Exercise prompt:
Find the lines below that contain the string "sandy". Copy each one.

Referring expression data:
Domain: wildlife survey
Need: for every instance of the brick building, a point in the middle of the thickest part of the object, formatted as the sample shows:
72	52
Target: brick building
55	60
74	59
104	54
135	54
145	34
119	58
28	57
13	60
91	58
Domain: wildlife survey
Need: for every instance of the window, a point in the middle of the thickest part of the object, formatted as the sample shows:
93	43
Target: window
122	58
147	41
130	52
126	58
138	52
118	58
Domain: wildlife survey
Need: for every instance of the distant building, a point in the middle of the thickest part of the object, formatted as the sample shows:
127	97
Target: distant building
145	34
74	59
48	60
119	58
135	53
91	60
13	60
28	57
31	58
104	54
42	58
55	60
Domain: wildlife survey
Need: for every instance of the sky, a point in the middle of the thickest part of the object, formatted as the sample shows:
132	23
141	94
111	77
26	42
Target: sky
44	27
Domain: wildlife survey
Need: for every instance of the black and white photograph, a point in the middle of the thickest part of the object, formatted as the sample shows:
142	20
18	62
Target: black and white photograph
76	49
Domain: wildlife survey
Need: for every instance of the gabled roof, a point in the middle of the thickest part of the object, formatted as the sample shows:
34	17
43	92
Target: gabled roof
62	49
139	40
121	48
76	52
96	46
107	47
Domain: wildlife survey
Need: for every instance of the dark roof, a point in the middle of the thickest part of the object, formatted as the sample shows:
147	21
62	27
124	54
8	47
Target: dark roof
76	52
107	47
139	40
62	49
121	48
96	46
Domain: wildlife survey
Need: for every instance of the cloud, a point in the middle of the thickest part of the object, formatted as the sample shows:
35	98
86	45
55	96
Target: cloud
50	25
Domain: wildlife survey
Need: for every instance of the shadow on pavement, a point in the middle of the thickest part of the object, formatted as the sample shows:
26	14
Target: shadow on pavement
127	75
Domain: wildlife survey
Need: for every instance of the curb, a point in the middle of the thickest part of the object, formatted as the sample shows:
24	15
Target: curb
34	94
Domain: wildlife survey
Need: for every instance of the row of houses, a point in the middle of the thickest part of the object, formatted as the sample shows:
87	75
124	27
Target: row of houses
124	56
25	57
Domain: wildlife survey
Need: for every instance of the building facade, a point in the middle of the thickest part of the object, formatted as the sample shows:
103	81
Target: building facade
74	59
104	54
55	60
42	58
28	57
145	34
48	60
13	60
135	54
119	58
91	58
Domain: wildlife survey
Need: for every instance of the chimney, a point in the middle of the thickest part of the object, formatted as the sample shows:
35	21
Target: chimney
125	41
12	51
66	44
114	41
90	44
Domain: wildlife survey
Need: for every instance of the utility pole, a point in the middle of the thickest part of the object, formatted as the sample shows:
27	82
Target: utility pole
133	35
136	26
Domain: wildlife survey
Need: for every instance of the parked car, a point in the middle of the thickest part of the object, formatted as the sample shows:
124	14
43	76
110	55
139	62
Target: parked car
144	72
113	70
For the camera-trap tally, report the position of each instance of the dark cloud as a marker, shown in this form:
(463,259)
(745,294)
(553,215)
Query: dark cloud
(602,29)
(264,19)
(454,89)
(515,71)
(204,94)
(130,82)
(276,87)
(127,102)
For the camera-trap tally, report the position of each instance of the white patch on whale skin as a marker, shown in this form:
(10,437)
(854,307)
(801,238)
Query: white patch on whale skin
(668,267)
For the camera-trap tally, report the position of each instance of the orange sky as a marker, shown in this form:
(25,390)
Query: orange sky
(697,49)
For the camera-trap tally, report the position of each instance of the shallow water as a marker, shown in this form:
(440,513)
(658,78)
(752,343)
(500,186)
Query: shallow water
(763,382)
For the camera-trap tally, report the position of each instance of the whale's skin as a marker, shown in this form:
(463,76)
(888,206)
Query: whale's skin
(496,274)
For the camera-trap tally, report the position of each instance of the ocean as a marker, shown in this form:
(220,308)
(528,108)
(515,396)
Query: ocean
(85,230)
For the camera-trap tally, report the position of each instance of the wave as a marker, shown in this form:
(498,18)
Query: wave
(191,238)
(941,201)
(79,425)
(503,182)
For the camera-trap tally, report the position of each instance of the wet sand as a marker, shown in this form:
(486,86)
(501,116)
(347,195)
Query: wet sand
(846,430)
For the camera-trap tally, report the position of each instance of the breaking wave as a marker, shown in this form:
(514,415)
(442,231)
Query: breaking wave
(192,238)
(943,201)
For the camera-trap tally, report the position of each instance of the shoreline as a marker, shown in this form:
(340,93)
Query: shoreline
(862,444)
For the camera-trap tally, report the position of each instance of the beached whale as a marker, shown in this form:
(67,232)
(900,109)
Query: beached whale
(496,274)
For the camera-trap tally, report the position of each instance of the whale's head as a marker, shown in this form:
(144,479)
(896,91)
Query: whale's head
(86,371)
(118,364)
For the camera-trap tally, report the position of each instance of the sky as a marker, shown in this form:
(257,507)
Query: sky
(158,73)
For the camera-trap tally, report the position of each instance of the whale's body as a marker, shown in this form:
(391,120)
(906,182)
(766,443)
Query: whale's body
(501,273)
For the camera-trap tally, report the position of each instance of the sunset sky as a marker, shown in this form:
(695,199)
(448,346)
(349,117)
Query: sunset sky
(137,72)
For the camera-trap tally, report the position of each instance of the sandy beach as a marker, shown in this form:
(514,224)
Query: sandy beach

Task answer:
For the camera-trap tally, report the position of each instance of the sandy beach as a marker, shown in this form:
Query: sandy beach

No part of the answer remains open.